SOURCE DOCUMENT:
Mythical species: If seeing what's attractive about Adam Lambert is what it takes to be a cougar, then cougars don't exist. Frazer Harrison/Getty Images
by Linda Holmes
It was this Newsweek piece, entitled "Why Cougars Crave 'Idol' Runner-Up Adam Lambert," that finally broke me.
It is time for the word "cougar" to go, preferably instantly.
The Newsweek writer, Joan Raymond, spends paragraph upon paragraph explaining why she and her "cougar court" spent an American Idol season sweating over the heavily hyped, extremely popular, out-without-having-ever-been-in Lambert. How could this be? How could it possibly be that they, as non-teenagers, could be interested in an American Idol who, at 27 years old, was young enough to be ... their nephew, if they had a significantly older sister?
When I first heard it, "cougar" was a crude slam; I think I first noticed it on the "Aldrin Justice" episode of How I Met Your Mother, which aired in October 2006, though this ABC story was chatting it up in 2005, and it surely is much older than that.
But interestingly, as the ABC story notes, it began as a putdown — a term of ridicule for older women who went home from bars with "whoever was left."
We could go through the sexual politics, the cultural baggage that comes with older men and younger women vs. younger men and older women. We could explain why seeing women gleefully referring to themselves the same way Barney Stinson (Neil Patrick Harris) did on How I Met Your Mother is kind of disheartening.

MATERIAL SHOWN:
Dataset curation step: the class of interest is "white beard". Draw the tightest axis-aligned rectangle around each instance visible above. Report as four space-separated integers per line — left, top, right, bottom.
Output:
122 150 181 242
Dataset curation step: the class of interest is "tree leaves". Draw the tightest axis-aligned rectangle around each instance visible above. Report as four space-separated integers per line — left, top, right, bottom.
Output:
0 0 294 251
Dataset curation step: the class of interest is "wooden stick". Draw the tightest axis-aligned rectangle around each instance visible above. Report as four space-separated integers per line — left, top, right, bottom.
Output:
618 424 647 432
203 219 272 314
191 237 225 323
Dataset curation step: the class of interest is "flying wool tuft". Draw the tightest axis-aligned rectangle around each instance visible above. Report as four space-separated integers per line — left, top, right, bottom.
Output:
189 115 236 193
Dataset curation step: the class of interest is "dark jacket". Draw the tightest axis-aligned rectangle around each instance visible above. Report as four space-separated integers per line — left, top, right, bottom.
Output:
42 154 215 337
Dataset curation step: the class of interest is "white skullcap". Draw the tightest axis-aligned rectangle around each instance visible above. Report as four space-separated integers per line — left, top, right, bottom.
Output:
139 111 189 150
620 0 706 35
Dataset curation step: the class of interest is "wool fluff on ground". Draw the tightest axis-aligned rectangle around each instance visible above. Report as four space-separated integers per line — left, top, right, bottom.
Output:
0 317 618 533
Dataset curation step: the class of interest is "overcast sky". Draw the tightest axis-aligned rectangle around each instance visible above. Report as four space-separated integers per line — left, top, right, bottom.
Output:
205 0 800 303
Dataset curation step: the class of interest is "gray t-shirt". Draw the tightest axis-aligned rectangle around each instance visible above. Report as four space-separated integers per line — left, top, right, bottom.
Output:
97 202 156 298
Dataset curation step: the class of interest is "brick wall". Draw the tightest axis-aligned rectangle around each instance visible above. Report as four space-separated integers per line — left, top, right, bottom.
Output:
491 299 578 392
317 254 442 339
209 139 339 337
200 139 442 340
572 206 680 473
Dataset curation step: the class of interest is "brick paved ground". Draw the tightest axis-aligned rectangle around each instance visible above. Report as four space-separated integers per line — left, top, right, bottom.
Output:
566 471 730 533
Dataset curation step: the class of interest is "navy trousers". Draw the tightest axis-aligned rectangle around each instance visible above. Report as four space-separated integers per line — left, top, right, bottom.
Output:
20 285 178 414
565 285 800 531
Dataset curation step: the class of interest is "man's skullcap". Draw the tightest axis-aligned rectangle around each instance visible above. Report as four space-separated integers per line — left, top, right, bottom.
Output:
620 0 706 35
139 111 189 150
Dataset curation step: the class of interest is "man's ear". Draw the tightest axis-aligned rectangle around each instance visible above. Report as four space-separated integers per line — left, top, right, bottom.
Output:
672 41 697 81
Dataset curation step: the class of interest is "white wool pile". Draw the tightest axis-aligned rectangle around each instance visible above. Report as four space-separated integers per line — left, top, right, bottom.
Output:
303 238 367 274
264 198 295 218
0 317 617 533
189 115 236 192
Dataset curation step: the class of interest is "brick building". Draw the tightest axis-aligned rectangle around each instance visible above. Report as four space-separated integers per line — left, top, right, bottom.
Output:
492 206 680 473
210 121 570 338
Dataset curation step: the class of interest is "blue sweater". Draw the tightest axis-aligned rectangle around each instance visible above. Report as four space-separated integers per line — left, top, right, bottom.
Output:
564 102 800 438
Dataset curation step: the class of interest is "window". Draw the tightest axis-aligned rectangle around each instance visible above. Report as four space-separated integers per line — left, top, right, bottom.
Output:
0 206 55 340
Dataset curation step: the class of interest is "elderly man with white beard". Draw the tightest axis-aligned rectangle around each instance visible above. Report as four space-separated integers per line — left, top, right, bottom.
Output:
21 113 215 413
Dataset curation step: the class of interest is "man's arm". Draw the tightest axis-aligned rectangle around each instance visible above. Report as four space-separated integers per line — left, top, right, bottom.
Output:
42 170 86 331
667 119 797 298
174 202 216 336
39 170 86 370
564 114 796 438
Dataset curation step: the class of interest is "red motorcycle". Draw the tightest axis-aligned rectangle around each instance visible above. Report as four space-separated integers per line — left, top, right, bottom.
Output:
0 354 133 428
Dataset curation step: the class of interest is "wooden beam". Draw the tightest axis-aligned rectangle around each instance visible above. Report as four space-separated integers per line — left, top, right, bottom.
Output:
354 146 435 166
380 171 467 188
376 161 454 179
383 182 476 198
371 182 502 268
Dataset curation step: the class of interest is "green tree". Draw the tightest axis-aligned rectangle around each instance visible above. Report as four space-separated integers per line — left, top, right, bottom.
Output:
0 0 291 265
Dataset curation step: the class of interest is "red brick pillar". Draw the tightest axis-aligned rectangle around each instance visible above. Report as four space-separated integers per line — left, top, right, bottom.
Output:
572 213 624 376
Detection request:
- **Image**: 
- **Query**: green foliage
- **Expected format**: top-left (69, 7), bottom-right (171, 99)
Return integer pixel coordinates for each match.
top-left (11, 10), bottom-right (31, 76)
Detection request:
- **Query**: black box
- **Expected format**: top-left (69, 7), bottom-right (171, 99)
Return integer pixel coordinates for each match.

TASK DESCRIPTION:
Continue the essay arguing against the word "cougar" from the point where it stops.

RESPONSE TO THE TASK:
But really, it's not necessary. The term "cougar" can be easily retired, simply on the grounds that it's so stupid.
Crazy fans, too many sex therapists, and never calling yourself "punk rock," after the jump...
Maybe there was some cultural moment in which this term had something to do with being self-possessed enough, or in control enough, or financially independent enough that it was no longer necessary to consider the career prospects of blah blah blah yes, okay, fine. Maybe for a brief moment.
But when I saw it applied to Slumdog Millionaire star Freida Pinto — who is 24 — when initial reports emerged that she was dating her co-star Dev Patel — who is 19 — it became clear that whatever minuscule speck of usefulness it might have ever had was gone.
And if it can be applied to a bunch of 40-year-old women because they are shocked by their own ability to be attracted to a physically attractive, heavily marketed, highly talented 27-year-old? It's done. Fully cooked. Burnt to a crisp, in fact.
Perhaps this is true of Raymond and her "cougar court":
When we got together, we no longer talked about good books, North Korea or the recession. We talked about all things Lambert.
But if that's true, and if they're thinking it's weird, then it's not weird because they're 40. It's weird because it's weird. Forty-year-old women who cancel all other conversation for a period of months so they can talk about American Idol aren't cougars. They are overinvested fans.
And overinvested fans have been part of American Idol (and the careers of plenty of other musicians — gay ones, straight ones, old ones, young ones, and Mick Jagger) since Adam Lambert's run on the show was but a platform-booted twinkle in his own eye.
If you want to be an obsessed fan, then by all means be one, and enjoy it, and don't feel guilty, because it's not one of the more harmful ways you could entertain yourself.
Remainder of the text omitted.